**TASK DIRECTIONS**
Render the data below as a numbered list, omitting any blank lines.

**LISTING**
══════════════════════════════

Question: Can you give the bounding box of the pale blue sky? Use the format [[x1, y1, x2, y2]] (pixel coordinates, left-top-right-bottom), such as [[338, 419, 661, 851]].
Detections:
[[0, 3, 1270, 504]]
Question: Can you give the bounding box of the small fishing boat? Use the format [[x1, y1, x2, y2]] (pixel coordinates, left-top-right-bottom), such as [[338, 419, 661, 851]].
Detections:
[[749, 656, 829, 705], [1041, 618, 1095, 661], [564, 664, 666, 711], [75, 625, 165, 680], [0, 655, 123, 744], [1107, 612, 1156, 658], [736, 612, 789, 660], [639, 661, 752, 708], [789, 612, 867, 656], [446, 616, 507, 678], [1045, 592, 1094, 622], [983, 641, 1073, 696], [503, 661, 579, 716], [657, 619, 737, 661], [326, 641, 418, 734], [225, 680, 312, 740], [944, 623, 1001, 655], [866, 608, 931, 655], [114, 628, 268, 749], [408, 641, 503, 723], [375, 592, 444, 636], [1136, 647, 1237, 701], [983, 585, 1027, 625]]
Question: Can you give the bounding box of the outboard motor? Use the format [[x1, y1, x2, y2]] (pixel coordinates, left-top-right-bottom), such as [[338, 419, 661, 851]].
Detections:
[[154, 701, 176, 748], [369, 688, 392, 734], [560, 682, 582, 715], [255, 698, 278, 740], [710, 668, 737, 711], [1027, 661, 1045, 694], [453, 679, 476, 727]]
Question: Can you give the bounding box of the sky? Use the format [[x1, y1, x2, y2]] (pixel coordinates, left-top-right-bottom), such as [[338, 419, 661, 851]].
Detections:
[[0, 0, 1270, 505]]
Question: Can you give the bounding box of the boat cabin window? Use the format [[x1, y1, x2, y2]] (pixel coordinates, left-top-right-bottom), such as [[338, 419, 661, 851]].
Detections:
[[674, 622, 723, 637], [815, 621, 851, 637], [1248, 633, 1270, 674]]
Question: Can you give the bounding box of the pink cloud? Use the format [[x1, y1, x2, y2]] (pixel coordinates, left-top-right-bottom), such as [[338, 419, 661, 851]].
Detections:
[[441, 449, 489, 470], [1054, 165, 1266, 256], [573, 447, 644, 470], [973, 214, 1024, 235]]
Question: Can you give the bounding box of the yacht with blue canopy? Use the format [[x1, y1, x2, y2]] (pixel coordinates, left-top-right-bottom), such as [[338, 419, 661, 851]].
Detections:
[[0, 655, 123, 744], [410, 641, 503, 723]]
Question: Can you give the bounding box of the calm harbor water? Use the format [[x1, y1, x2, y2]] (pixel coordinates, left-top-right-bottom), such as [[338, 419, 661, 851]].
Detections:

══════════════════════════════

**CORRECT RESPONSE**
1. Question: Can you give the bounding box of the pale blue sky? Use the format [[x1, y1, x2, y2]] (pixel coordinates, left-top-right-bottom), such as [[338, 419, 661, 851]].
2. Detections:
3. [[0, 3, 1270, 504]]
4. Question: Can you give the bounding box of the small fishing boat? Use the format [[x1, y1, x2, y2]] (pixel coordinates, left-top-right-bottom), such as [[338, 419, 661, 851]].
5. Detections:
6. [[749, 656, 829, 705], [1041, 618, 1095, 661], [564, 664, 666, 711], [75, 625, 165, 680], [0, 655, 123, 744], [1107, 612, 1156, 658], [736, 612, 789, 660], [639, 661, 752, 708], [789, 612, 867, 656], [446, 616, 507, 678], [1045, 592, 1094, 622], [983, 641, 1073, 696], [503, 661, 579, 716], [657, 619, 737, 661], [326, 641, 418, 734], [225, 680, 312, 740], [944, 623, 1001, 655], [866, 608, 931, 655], [114, 628, 268, 749], [408, 641, 503, 723], [375, 592, 444, 636], [1136, 647, 1237, 701], [983, 585, 1027, 625]]
7. Question: Can you give the bounding box of the outboard motor? Use the format [[x1, y1, x2, y2]] (pixel coordinates, left-top-right-bottom), such as [[338, 419, 661, 851]].
8. Detections:
9. [[154, 701, 176, 748], [369, 688, 392, 734], [560, 682, 582, 715], [255, 698, 278, 740], [710, 668, 737, 711], [1027, 661, 1045, 694], [453, 679, 476, 727]]
10. Question: Can you give the bounding box of the sky? Use the format [[x1, y1, x2, y2]] (pixel coordinates, left-top-right-bottom), such as [[338, 419, 661, 851]].
11. Detections:
12. [[0, 0, 1270, 505]]
13. Question: Can you give the bounding box of the boat cabin window? Use the format [[x1, y1, x2, y2]] (pixel coordinates, left-top-right-bottom), such as [[338, 419, 661, 851]].
14. Detections:
15. [[674, 622, 723, 637], [815, 621, 851, 637], [1248, 633, 1270, 674]]
16. Question: Can you give the bounding box of the pink cloud? Use the format [[x1, y1, x2, y2]] (pixel coordinates, left-top-right-bottom), such as [[338, 419, 661, 851]].
17. Detections:
18. [[441, 449, 489, 470], [1054, 165, 1266, 256], [573, 447, 644, 470], [973, 214, 1024, 235]]
19. Question: Can you give the bounding box of the yacht with blue canopy? Use the format [[x1, y1, x2, y2]] (pixel coordinates, left-top-right-bottom), such as [[338, 419, 661, 851]].
20. Detections:
21. [[0, 655, 123, 744], [410, 641, 503, 723]]
22. Question: Can you give the bounding box of the calm harbor water? Use the format [[x1, y1, x2, y2]] (pixel coordinates, left-top-right-bottom), such as [[338, 419, 661, 851]].
23. Detections:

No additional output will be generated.